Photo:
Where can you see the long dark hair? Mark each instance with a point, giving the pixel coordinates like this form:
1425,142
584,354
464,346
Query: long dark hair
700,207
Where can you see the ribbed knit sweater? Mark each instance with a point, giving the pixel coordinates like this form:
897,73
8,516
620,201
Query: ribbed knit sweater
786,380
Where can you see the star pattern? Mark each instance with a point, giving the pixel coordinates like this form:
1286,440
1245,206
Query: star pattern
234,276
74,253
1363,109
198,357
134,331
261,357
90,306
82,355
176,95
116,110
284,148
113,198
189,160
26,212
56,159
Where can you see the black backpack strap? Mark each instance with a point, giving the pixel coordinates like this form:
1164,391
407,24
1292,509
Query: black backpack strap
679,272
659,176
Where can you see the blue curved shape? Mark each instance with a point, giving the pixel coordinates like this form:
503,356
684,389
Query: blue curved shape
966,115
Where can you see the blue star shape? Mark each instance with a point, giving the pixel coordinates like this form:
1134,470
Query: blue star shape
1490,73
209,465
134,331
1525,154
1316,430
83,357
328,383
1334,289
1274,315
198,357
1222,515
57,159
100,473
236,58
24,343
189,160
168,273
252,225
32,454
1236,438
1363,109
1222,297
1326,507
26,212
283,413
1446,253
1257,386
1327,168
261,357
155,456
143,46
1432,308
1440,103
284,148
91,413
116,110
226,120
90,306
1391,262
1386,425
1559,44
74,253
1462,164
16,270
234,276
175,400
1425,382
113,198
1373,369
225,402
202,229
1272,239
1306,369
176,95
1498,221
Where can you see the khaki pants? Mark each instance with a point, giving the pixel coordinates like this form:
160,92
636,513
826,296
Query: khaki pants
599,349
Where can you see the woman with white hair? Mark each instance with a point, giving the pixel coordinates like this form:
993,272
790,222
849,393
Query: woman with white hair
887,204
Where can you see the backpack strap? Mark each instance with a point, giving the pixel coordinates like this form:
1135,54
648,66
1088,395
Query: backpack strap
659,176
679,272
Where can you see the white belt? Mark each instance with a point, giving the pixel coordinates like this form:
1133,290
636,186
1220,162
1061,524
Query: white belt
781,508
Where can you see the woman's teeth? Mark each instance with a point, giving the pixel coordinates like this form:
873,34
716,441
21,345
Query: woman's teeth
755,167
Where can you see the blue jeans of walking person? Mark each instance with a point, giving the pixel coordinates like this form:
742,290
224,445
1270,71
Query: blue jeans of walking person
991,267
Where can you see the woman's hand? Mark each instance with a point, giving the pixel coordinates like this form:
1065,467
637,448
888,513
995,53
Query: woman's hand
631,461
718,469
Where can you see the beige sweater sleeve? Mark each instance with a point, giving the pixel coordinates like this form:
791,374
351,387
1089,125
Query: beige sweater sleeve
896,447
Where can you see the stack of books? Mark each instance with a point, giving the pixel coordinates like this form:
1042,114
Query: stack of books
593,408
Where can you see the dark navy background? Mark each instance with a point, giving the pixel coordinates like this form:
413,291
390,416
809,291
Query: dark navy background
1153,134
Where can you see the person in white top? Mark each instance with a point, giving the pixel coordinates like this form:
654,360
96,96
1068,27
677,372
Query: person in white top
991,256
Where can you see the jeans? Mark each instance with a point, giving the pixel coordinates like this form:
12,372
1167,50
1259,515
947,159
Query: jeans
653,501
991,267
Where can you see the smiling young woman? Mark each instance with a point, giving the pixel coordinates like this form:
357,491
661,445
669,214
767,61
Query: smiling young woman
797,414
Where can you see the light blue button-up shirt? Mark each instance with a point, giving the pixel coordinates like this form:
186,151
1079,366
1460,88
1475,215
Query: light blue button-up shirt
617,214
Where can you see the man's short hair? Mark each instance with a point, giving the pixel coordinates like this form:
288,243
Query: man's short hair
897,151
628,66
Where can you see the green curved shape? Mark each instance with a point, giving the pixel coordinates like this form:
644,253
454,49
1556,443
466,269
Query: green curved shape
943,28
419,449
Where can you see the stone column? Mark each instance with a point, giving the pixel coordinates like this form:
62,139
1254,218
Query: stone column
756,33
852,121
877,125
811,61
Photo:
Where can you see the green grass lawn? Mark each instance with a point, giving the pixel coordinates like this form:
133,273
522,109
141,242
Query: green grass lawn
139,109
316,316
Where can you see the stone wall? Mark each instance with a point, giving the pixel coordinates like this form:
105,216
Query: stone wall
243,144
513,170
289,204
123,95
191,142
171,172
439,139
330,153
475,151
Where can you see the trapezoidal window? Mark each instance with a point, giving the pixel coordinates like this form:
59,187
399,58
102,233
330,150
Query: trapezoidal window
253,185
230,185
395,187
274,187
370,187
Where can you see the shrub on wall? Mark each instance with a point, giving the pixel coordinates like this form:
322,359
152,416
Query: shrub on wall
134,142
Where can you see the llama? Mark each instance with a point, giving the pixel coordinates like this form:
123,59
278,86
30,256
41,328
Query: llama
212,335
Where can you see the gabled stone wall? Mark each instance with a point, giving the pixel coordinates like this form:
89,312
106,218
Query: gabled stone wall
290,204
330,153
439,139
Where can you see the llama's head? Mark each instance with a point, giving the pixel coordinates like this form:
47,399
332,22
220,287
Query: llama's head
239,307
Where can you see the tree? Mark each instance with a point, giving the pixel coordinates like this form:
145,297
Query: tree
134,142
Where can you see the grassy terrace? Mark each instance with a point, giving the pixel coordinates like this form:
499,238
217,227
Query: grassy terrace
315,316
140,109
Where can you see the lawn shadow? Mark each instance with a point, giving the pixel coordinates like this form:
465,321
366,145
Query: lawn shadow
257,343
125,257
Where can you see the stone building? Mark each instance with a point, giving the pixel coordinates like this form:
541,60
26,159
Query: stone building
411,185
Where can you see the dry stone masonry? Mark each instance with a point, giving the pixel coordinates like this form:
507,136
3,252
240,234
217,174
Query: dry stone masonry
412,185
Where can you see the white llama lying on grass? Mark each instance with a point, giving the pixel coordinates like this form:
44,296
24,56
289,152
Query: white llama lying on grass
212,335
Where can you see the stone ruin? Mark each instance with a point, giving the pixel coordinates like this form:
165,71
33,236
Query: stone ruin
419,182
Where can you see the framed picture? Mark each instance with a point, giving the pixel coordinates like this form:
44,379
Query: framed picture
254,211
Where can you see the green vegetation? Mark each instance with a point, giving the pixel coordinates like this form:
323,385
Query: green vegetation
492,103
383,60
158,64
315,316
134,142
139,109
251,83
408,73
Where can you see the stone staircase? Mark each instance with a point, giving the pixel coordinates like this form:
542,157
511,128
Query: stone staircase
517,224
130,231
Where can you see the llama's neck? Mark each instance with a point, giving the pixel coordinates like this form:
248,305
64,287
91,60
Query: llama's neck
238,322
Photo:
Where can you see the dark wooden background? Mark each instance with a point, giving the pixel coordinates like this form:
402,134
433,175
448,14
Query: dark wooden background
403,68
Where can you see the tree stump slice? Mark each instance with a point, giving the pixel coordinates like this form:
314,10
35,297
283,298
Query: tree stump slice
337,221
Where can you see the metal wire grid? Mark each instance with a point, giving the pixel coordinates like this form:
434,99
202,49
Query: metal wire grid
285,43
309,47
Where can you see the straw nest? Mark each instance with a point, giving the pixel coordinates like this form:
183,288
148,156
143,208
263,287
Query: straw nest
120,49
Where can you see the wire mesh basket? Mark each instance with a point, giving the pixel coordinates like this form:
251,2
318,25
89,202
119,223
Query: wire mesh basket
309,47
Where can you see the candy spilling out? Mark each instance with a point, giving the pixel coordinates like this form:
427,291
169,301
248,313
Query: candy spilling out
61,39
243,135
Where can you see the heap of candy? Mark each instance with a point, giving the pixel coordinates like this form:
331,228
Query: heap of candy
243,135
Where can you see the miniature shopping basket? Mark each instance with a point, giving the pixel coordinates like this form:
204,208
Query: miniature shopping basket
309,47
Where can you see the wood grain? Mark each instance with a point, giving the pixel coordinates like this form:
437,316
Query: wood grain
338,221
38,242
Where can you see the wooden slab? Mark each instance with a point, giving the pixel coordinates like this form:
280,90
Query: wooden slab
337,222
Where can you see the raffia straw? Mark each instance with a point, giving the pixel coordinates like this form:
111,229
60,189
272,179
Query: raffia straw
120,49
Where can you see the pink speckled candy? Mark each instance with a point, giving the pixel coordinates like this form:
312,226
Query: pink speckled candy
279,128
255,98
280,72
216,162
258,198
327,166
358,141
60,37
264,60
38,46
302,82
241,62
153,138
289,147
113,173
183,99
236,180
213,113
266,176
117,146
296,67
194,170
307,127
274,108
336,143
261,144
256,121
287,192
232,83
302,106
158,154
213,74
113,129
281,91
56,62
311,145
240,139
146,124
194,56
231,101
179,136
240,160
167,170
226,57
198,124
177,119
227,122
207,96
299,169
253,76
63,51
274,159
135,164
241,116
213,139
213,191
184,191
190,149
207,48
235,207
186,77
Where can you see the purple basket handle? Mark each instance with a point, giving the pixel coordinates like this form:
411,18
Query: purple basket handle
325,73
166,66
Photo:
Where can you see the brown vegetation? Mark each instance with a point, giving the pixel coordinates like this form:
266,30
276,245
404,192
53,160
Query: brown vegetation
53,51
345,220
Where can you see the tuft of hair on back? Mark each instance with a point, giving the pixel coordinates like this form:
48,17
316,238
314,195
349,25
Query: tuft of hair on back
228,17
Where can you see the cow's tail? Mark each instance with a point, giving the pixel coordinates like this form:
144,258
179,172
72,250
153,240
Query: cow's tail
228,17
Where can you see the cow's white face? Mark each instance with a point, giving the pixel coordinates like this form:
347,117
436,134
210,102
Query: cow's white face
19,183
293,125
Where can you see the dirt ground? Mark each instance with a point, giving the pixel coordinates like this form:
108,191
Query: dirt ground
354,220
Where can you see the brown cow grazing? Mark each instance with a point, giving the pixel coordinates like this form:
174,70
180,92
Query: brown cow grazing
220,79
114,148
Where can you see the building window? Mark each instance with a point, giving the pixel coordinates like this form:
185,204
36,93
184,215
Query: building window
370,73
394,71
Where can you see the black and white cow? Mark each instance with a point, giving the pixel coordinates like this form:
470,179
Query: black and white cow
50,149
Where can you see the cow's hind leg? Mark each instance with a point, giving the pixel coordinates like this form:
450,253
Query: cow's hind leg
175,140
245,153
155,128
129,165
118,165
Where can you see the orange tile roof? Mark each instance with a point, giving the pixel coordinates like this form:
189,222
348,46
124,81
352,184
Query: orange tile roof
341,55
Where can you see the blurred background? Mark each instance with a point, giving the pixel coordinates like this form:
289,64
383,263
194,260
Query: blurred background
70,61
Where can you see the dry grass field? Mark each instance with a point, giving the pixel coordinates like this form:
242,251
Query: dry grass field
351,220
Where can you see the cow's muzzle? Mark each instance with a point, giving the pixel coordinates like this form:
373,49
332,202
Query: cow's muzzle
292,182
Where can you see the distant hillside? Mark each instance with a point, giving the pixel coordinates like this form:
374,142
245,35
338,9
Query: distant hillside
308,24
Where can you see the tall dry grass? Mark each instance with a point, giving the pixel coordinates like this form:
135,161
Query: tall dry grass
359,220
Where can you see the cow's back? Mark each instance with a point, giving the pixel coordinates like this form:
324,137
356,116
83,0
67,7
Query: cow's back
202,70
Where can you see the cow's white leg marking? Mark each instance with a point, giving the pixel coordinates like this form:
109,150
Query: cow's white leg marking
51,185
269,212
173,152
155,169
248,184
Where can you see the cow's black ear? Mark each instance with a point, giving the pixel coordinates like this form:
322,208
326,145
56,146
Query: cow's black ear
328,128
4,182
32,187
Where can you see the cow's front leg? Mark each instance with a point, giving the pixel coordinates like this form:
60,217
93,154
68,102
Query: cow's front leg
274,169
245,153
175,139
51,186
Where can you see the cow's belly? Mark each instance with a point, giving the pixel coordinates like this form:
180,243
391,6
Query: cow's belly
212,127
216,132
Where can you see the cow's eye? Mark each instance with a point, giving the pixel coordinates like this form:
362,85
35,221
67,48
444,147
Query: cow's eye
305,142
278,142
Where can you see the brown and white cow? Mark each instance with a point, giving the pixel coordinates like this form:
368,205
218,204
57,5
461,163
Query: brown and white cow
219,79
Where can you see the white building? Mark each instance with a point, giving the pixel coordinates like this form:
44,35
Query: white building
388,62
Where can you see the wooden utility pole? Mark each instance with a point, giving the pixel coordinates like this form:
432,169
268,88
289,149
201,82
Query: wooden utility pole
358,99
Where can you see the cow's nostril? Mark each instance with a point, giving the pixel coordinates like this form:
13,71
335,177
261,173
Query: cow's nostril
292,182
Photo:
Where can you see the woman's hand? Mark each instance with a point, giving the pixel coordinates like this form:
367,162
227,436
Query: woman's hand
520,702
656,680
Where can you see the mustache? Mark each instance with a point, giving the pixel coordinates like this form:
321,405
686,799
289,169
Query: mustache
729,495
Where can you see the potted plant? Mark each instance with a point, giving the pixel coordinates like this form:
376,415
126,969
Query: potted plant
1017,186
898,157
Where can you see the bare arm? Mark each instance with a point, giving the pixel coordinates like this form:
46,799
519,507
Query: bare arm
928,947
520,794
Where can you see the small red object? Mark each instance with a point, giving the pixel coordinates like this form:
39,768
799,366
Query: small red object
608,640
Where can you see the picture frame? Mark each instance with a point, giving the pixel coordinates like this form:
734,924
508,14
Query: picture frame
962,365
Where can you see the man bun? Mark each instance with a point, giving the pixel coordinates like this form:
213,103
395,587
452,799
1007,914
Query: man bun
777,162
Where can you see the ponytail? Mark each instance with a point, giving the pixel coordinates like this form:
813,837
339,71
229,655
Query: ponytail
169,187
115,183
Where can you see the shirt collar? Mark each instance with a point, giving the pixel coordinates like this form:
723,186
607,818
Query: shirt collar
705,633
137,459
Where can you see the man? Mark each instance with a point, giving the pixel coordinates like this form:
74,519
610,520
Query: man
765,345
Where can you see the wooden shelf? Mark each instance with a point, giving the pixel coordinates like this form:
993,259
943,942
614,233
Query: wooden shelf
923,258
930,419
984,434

■ ■ ■

§ **What is expected**:
Beginning at the line containing "Where can you see the wooden utility", repeat each line exactly through the last line of the entries, and include no other lines.

§ **Final answer**:
Where can you see the wooden utility pole? Mark each instance with a point, giving the pixel coordinates like this form:
432,169
268,88
289,149
201,82
Query: wooden utility pole
358,99
Where can you see the cow's nostril? Mark each instance with a point, giving the pixel coordinates like this form:
13,71
335,177
261,173
Query: cow's nostril
292,182
Photo:
Where can you see the woman's hand? Mark each instance with a point, giving the pixel coordinates like this form:
367,162
227,436
Query: woman's hand
520,702
656,680
Where can you see the mustache? Mark each instance with a point, giving the pixel coordinates like this form:
321,405
686,799
289,169
Query: mustache
729,495
Where can you see the potted plant? Mark each instance with a point, giving the pixel coordinates like this form:
376,415
126,969
Query: potted plant
1017,186
898,157
Where can you see the bare arm? Mark each instance with a point, giving the pixel coordinates like this form:
46,799
519,507
Query: bare arm
928,947
520,794
Where can you see the small red object? Mark each instance with a point, giving the pixel coordinates like this form:
39,768
799,366
Query: small red object
608,640
Where can you see the picture frame? Mark each instance with a point, giving the pixel coordinates like this form:
734,924
508,14
Query: picture frame
962,365
Where can you see the man bun? Mark each instance with a point, giving the pixel coordinates like this form:
213,103
395,587
452,799
1007,914
Query: man bun
777,162
Where can you see the ponytail? Mark each instance with a point, giving the pixel coordinates like this form:
813,837
339,71
229,655
Query: ponytail
169,187
115,183
Where can you see the shirt collar? Mark each instance with a point, giving the pixel coordinates like this form:
723,186
607,818
Query: shirt collar
705,633
137,459
Where can you see the man? Mark each instance with a point, giving the pixel coordinates like this form:
74,519
610,520
Query: man
765,345
Where can you see the wooden shelf? Mark each instance with a point, giving the pixel coordinates like this form:
993,259
943,942
614,233
Query: wooden shelf
923,258
930,419
984,434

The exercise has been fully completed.